SELECTED TEXT
:::

We are now ready to begin analyzing the data. A natural place to start is analysis of IMDb ratings. 

**IMDb ratings analysis:** First, we can look at the breakdown of the ratings. A preliminary analysis showed that most ratings were between 8.0 and 8.4, so I decided to increment the ratings by 0.5 and split the 8.0 - 8.4 tier in two. The results show that a plurality of ratings are either 8.0 or 8.1, with 9.0 and above being extremely rare and only reserved for the most exceptional and popular films and none of the ratings below 8.0.

In [89]:
-- Breakdown of Imdb ratings 
(SELECT 
'> 8.9' AS 'IMDb Rating', COUNT(title) AS 'Count' 
FROM MoviesDB.dbo.IMDBtop400
WHERE Rate > 8.9)
UNION ALL
(SELECT 
'8.5 - 8.9' AS 'IMDb Rating', COUNT(title) AS 'Count' 
FROM MoviesDB.dbo.IMDBtop400
WHERE Rate > 8.4 AND Rate < 9.0)
UNION ALL
(SELECT 
'8.2 - 8.4' AS 'IMDb Rating', COUNT(title) AS 'Count' 
FROM MoviesDB.dbo.IMDBtop400
WHERE Rate > 8.1 AND Rate < 8.5)
UNION ALL
(SELECT 
'8.0 - 8.1' AS 'IMDb Rating', COUNT(title) AS 'Count' 
FROM MoviesDB.dbo.IMDBtop400
WHERE Rate > 7.9 AND Rate < 8.2)
UNION ALL
(SELECT '< 8.0' AS 'IMDb Rating', COUNT(title) AS 'Count'
FROM MoviesDB.dbo.IMDBtop400
WHERE Rate < 8.0);

IMDb Rating,Count
> 8.9,4
8.5 - 8.9,49
8.2 - 8.4,140
8.0 - 8.1,207
< 8.0,0


**Metascore analysis:** While IMDb ratings were concentrated in one range (8.0 - 8.5), Metascores are all over the place, although all are at least 60, and about a quarter of the movies do not have a metascore.

In [90]:
-- Metascore breakdown 
(SELECT 
'> 95' AS 'Metascore', COUNT(title) AS 'Count' 
FROM MoviesDB.dbo.IMDBtop400
WHERE Metascore > 94)
UNION ALL
(SELECT 
'90 - 94' AS 'Metascore', COUNT(title) AS 'Count' 
FROM MoviesDB.dbo.IMDBtop400
WHERE Metascore < 95 AND Metascore > 89)
UNION ALL
(SELECT 
'85 - 89' AS 'Metascore', COUNT(title) AS 'Count' 
FROM MoviesDB.dbo.IMDBtop400
WHERE Metascore > 84 AND Metascore < 90)
UNION ALL
(SELECT 
'80 - 84' AS 'Metascore', COUNT(title) AS 'Count' 
FROM MoviesDB.dbo.IMDBtop400
WHERE Metascore > 79 AND Metascore < 85)
UNION ALL
(SELECT 
'75 - 79' AS 'Metascore', COUNT(title) AS 'Count' 
FROM MoviesDB.dbo.IMDBtop400
WHERE Metascore > 74 AND Metascore < 80)

:::

RECORD LIST

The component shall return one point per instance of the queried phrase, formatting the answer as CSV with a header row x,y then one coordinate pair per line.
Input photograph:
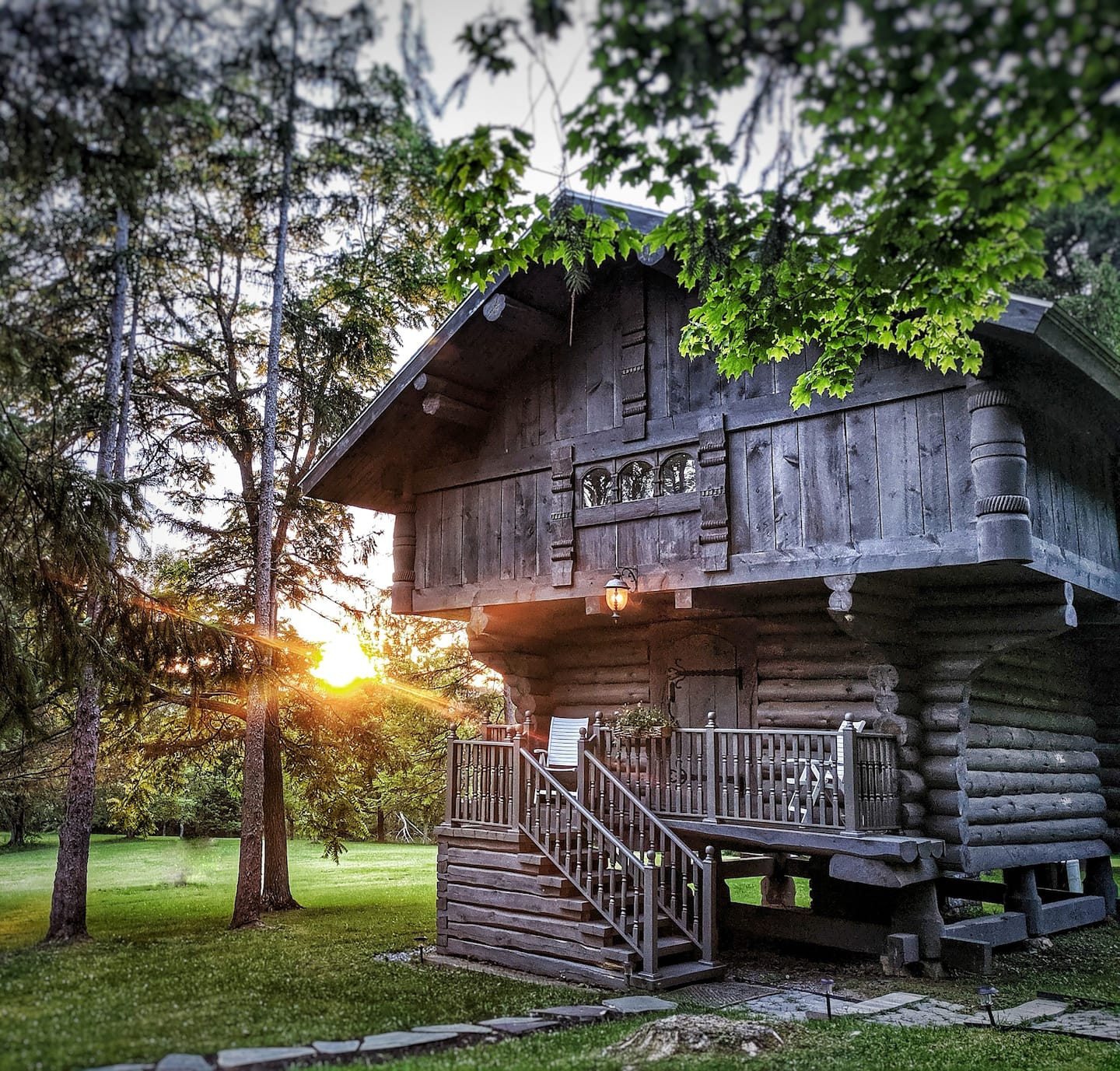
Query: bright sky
x,y
522,99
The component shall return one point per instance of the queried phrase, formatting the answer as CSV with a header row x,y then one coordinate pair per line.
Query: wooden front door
x,y
700,668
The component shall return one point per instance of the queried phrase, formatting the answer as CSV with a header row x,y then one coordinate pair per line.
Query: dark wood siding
x,y
1071,484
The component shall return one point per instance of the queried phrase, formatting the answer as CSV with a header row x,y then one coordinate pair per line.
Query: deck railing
x,y
765,776
686,880
603,838
621,883
481,784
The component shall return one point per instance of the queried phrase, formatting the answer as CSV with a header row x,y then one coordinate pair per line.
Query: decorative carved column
x,y
404,556
999,472
562,530
712,485
632,376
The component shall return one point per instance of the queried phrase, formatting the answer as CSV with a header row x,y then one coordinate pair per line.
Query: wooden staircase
x,y
587,887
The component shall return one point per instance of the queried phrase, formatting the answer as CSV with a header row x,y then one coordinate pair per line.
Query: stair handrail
x,y
624,893
686,880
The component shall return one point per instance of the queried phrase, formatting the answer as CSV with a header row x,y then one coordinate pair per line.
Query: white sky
x,y
522,99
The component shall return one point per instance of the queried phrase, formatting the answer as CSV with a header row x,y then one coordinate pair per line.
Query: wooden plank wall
x,y
1072,486
886,472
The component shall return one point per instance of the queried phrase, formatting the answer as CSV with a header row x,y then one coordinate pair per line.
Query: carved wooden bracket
x,y
712,485
562,530
632,373
404,556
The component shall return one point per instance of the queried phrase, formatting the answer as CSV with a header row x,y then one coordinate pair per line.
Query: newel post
x,y
518,803
848,779
582,768
708,933
649,915
453,775
710,768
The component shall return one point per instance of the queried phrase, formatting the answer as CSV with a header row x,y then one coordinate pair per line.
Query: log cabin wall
x,y
1017,782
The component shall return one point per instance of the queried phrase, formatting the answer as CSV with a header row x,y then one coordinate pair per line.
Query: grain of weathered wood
x,y
786,467
863,471
471,534
900,468
824,480
933,463
450,570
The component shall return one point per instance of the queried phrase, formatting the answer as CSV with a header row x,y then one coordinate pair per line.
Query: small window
x,y
596,486
635,481
677,474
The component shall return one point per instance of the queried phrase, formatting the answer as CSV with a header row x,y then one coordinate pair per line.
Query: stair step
x,y
674,944
672,976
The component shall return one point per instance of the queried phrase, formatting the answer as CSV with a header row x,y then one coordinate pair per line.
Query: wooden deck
x,y
630,841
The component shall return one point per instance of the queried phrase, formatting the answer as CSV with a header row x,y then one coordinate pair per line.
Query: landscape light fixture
x,y
827,985
618,590
985,994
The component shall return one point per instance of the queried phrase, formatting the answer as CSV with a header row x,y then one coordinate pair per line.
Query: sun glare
x,y
344,662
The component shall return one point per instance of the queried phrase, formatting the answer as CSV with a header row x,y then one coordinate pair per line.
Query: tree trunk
x,y
68,901
247,900
19,826
277,894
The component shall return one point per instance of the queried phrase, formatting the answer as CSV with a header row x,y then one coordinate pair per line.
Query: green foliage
x,y
914,145
1082,243
639,719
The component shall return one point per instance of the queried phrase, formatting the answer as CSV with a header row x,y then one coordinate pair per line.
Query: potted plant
x,y
643,720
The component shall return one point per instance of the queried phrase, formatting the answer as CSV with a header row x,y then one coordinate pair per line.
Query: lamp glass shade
x,y
618,593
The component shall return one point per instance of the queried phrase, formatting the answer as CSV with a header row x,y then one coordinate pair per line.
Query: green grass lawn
x,y
163,974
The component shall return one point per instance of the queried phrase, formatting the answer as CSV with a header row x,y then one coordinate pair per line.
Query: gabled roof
x,y
463,348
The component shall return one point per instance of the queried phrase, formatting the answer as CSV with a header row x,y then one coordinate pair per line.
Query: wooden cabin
x,y
887,630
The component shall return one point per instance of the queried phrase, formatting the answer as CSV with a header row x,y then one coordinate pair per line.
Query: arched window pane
x,y
596,486
677,474
635,481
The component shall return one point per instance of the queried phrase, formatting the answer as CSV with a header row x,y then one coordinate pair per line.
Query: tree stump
x,y
686,1034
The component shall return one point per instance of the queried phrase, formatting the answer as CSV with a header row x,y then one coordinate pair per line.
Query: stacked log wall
x,y
1104,653
600,677
1010,758
499,900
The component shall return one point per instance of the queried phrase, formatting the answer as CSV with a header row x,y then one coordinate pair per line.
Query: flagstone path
x,y
786,1003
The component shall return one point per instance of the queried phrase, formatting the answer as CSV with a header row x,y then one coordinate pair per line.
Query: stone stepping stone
x,y
723,995
580,1013
335,1048
793,1004
519,1024
264,1058
128,1066
394,1041
1023,1013
1092,1023
184,1061
887,1003
453,1028
929,1013
638,1005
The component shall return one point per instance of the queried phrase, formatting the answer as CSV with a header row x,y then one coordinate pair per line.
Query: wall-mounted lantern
x,y
618,590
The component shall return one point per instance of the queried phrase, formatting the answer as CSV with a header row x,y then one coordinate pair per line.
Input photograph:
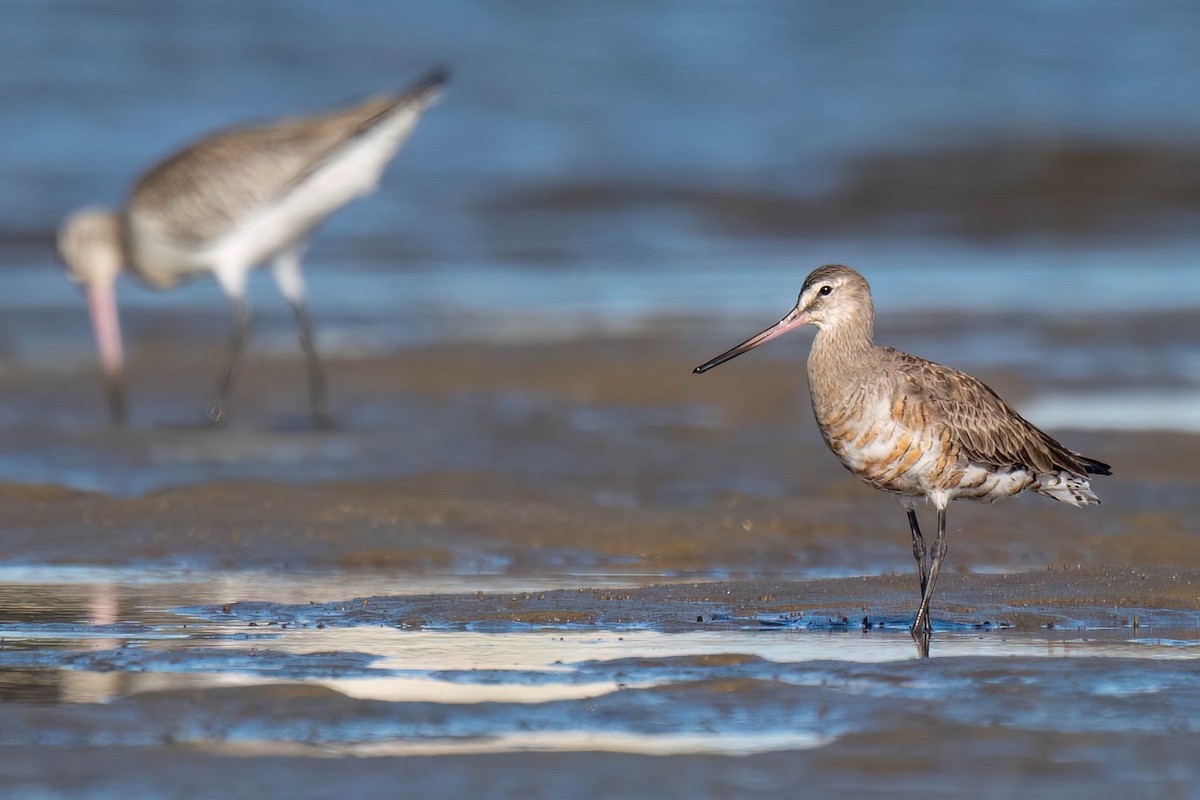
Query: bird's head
x,y
832,296
90,246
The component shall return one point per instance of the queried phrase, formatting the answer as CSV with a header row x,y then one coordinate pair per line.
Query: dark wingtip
x,y
432,80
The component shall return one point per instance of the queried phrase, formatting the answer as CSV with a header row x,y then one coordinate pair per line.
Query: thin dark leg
x,y
240,330
117,410
317,394
922,626
918,548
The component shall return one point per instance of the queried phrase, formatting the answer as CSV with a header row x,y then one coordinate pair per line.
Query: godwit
x,y
913,427
229,203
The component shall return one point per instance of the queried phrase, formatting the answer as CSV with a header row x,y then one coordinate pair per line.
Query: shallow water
x,y
130,662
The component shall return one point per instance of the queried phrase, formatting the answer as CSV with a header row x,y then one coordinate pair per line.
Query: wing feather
x,y
981,423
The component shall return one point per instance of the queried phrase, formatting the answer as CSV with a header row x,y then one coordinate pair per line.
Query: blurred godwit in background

:::

YOUR TASK
Could you write out the part of the movie ratings analysis above between "We are now ready" and "Rate > 8.9)", inclusive, word for word?

CORRECT RESULT
We are now ready to begin analyzing the data. A natural place to start is analysis of IMDb ratings. 

**IMDb ratings analysis:** First, we can look at the breakdown of the ratings. A preliminary analysis showed that most ratings were between 8.0 and 8.4, so I decided to increment the ratings by 0.5 and split the 8.0 - 8.4 tier in two. The results show that a plurality of ratings are either 8.0 or 8.1, with 9.0 and above being extremely rare and only reserved for the most exceptional and popular films and none of the ratings below 8.0.

In [89]:
-- Breakdown of Imdb ratings 
(SELECT 
'> 8.9' AS 'IMDb Rating', COUNT(title) AS 'Count' 
FROM MoviesDB.dbo.IMDBtop400
WHERE Rate > 8.9)